* About this exercise
Repeat each record below exactly as given.

(Data items)
Content starts

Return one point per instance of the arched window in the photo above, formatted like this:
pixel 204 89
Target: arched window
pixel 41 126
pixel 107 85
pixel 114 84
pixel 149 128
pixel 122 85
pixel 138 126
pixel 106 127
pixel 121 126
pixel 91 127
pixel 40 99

Content ends

* Output
Return one point per instance of the arched window in the photo above, formatted like this:
pixel 204 89
Target: arched window
pixel 41 126
pixel 107 85
pixel 114 84
pixel 149 128
pixel 122 85
pixel 138 126
pixel 106 127
pixel 121 126
pixel 91 127
pixel 40 99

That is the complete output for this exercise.